Your instructions:
Convert the records into a two-column CSV with the columns input and output, one row per record. Put each record's text in input and its answer in output, each as one quoted field with line breaks replaced by spaces.

Supplied entries:
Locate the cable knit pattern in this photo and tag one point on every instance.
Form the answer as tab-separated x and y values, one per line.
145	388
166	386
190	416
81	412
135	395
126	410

Exercise response:
input,output
"Locate the cable knit pattern in this photo and tag one point on every instance. Form the answer as tab-separated x and y values, one per line.","145	388 166	386 190	416 81	412 135	395 126	410"